**WHAT IS NEEDED:**
Reproduce the following lines exactly, changing nothing.

## Begin RECORDS TO PROCESS

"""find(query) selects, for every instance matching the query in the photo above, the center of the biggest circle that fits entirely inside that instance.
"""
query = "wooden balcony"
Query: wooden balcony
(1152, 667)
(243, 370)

## End RECORDS TO PROCESS

**TASK OUTPUT:**
"""find(query) selects, for every instance matching the query in the photo above, the center of the biggest circle that fits entirely inside that instance.
"""
query = "wooden balcony"
Query: wooden balcony
(1152, 667)
(243, 370)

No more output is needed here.